* **Document section**
1[comment deleted]Nov 4 2022

[anonymous]Nov 4 20221

If AGI has several terminal goals, how does it classify them? Some kind of linear combination?

[anonymous]Nov 4 20221

I have the feeling that there is a tendency in the AI safety community to think that if we solve the alignment problem, we’re done and the future must be necessarily flourishing (I observe that some EAs say that either we go extinct or it’s heaven on earth depending on the alignment problem, in a very binary way actually). However, it seems to me that post aligned-AGI scenario merit attention as well: game theory provides us a sufficient rationale to state that even rational agents (in this cases >2 AGIs) can take sub-optimal decisions (including catastrophic scenarios) when face with some social dilemma. Any thoughts on this please?

* **Material supplied**
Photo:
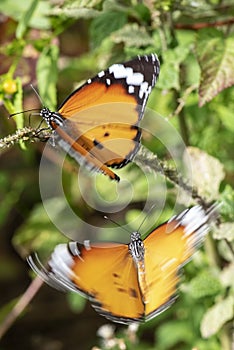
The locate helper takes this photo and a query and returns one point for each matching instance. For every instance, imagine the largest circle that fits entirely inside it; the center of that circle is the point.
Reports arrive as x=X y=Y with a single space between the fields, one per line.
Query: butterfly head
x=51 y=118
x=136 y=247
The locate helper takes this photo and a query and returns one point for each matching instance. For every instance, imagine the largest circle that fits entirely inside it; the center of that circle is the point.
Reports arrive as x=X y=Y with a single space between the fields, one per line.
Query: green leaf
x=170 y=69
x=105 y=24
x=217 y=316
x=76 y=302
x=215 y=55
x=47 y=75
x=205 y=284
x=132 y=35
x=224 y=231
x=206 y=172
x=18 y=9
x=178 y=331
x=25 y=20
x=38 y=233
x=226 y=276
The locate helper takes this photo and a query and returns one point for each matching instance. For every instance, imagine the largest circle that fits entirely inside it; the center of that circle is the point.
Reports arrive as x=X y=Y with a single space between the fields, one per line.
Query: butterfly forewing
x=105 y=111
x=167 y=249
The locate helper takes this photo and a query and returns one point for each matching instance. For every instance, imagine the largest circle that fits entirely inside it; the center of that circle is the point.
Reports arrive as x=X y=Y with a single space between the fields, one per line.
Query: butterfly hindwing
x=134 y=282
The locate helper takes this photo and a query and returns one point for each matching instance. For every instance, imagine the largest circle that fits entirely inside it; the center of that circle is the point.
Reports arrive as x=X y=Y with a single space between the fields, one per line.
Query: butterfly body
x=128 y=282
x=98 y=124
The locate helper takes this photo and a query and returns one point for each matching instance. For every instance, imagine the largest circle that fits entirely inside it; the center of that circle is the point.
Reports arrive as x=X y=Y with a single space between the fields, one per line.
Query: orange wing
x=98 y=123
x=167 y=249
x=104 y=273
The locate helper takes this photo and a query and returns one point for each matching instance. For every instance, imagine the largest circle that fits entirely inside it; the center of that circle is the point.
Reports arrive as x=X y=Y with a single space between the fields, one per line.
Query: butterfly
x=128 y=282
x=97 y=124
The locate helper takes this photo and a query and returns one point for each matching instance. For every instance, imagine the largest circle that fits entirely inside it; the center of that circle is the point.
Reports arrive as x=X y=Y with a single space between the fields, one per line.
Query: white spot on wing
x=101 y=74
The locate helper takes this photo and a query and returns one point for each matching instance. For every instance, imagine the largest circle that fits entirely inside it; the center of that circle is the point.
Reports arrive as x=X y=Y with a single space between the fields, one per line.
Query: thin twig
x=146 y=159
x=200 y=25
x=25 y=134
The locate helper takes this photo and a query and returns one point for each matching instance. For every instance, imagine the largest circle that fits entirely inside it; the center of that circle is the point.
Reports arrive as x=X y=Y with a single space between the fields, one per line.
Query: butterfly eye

...

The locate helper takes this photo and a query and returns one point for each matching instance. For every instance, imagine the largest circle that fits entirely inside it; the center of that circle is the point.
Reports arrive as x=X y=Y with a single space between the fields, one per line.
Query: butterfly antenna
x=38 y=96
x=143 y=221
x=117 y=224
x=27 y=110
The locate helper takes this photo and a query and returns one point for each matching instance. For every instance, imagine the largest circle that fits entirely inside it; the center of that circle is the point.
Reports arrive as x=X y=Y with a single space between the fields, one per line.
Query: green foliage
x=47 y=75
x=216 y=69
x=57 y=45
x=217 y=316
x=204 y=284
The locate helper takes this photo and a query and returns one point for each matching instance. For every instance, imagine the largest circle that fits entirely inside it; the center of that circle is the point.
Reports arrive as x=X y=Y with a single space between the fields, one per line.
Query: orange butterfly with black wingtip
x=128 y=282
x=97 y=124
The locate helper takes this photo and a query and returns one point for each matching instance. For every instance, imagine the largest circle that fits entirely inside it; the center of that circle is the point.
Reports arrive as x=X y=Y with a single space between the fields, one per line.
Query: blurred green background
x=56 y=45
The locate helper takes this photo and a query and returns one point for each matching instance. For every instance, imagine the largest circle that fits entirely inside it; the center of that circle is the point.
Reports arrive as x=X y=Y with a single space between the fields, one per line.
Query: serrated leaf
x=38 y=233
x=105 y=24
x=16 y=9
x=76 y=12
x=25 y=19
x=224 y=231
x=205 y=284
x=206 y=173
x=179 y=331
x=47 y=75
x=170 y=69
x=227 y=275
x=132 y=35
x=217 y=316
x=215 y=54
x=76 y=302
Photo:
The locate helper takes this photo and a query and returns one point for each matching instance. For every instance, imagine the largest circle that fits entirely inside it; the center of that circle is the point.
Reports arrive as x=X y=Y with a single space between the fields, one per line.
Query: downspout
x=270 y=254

* **Problem description**
Write the next part of the forum thread on AGI goals and alignment, beginning right after its final sentence.

* **Output of the exercise**
Greg_Colbourn ⏸️

Nov 8 2022

I think to the extent that there would be post-AGI sub-optimal decision making (or catastrophe), that would be basically a failure of alignment (i.e. the alignment problem would not in actual fact have been solved!). More concretely, there are many things that need aligning beyond single human : single AGI, the most difficult being multi-human : multi-AGI, but there is also alignment needed at every relevant step in the human decision making chain.

PatoNov 4 20221

Interesting.

I'm not sure I understood the first part and what f(A,B) is. In the example that you gave B is only relevant with respect of how much it affects A ("damage the reputability of the AI risk ideas in the eye of anyone who hasn't yet seriously engaged with them and is deciding whether or not to"). So, in a way you are still trying to maximize |A| (or probably a subset of it: people who can also make progress on it (|A'|)). But in "among other things" I guess that you could be thinking of ways in which B could oppose A, so maybe that's why you... (read more)

aaron_maiNov 3 20221

Why is there so much more talk about the existential risk from AI as opposed to the amount by which individuals (e.g. researchers) should expect to reduce these risks through their work?

The second number seems much more decision-guiding for individuals than the first. Is the main reason that its much harder to estimate? If so, why?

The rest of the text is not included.